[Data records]
• • • • •

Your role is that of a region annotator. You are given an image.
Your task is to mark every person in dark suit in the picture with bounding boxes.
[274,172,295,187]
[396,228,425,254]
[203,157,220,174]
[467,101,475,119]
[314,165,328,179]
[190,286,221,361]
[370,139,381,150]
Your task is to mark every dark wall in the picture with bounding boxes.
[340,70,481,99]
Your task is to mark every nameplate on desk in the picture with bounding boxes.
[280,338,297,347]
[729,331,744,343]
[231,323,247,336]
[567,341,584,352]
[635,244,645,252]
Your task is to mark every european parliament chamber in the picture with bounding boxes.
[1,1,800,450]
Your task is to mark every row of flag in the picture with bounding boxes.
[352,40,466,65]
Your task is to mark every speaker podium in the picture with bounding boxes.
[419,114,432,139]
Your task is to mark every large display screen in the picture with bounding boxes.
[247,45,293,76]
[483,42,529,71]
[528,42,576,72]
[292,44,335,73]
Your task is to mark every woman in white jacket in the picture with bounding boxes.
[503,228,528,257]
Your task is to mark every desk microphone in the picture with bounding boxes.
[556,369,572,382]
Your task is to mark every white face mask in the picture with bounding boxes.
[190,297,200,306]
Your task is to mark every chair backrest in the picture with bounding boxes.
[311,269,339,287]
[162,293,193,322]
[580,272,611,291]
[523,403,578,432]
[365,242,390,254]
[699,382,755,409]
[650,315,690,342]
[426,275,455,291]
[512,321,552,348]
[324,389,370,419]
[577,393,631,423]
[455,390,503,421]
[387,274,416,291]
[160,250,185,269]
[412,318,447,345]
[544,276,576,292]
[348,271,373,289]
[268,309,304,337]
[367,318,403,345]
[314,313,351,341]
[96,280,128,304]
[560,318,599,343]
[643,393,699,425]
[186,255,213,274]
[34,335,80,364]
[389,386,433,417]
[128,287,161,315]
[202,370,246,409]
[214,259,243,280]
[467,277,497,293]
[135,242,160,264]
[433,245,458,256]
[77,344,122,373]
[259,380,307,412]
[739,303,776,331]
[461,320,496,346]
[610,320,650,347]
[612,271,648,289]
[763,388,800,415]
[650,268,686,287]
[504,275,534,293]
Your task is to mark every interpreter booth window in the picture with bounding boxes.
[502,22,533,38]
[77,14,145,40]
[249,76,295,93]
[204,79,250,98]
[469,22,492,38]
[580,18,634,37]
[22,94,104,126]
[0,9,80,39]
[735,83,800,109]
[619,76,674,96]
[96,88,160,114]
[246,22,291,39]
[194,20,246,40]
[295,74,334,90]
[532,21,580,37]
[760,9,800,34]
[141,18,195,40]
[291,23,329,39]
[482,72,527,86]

• • • • •

## Action item:
Every record, from top to bottom, must be transcribed exactly.

## Problem solution:
Your role is that of a region annotator. You are given an image.
Your task is to mark every person in dark suit in the picture with bounding boxes.
[274,172,295,187]
[396,228,425,254]
[203,157,220,174]
[467,101,475,119]
[314,165,328,179]
[190,286,221,361]
[370,139,381,150]
Your task is to mark every dark wall in the picture with bounding boxes.
[340,70,481,99]
Your task is to mark every nameplate on desk in the picture with bounding boxes.
[280,338,297,347]
[729,331,744,343]
[231,323,247,336]
[567,341,584,352]
[635,244,645,252]
Your task is to mark every european parliament chamber in the picture with bounding boxes.
[1,1,800,450]
Your task is to mark every row of flag in the picture with bounding boxes.
[352,40,466,65]
Your task is to mark every speaker podium in the picture with bounding boxes.
[419,114,432,139]
Your task is to mark every large display screen in the picture with bounding boxes.
[247,45,293,76]
[483,42,529,71]
[528,42,576,72]
[292,44,335,73]
Your task is to mark every woman in white jacket in the picture with bounding boxes.
[503,228,528,257]
Your task is to mark every desk microphone in the picture with bounding boxes.
[556,369,572,382]
Your task is to mark every white face mask in the picture with bounding boxes.
[190,297,200,306]
Your task is to mark every chair backrest in the picture with bounding boxes.
[311,269,339,287]
[162,293,193,322]
[580,272,611,291]
[523,403,578,432]
[365,242,390,254]
[699,382,755,409]
[650,315,690,342]
[426,275,455,291]
[512,321,552,348]
[324,389,370,419]
[577,393,631,423]
[455,390,503,421]
[387,274,416,291]
[160,250,185,269]
[412,318,447,345]
[544,276,576,292]
[348,271,373,289]
[268,309,304,337]
[367,318,403,345]
[314,313,351,341]
[96,280,128,304]
[560,318,599,343]
[643,393,699,425]
[186,255,213,274]
[34,335,80,364]
[389,386,433,417]
[128,287,161,315]
[202,370,246,409]
[214,259,243,280]
[467,277,497,293]
[135,242,160,264]
[433,245,458,256]
[77,344,122,373]
[259,380,307,412]
[739,303,776,331]
[461,320,496,346]
[610,320,650,347]
[612,271,648,289]
[763,388,800,415]
[650,268,686,287]
[504,275,534,293]
Your task is to mark every interpreter booth window in the picture with bounding boxes.
[502,22,533,38]
[77,14,145,40]
[249,76,295,93]
[204,79,250,98]
[469,22,492,38]
[580,18,634,37]
[22,94,104,126]
[0,9,80,39]
[735,83,800,109]
[619,76,674,96]
[96,88,160,114]
[246,22,291,39]
[194,20,246,40]
[295,74,334,90]
[532,21,580,37]
[760,9,800,34]
[141,18,195,40]
[291,23,329,39]
[482,72,527,86]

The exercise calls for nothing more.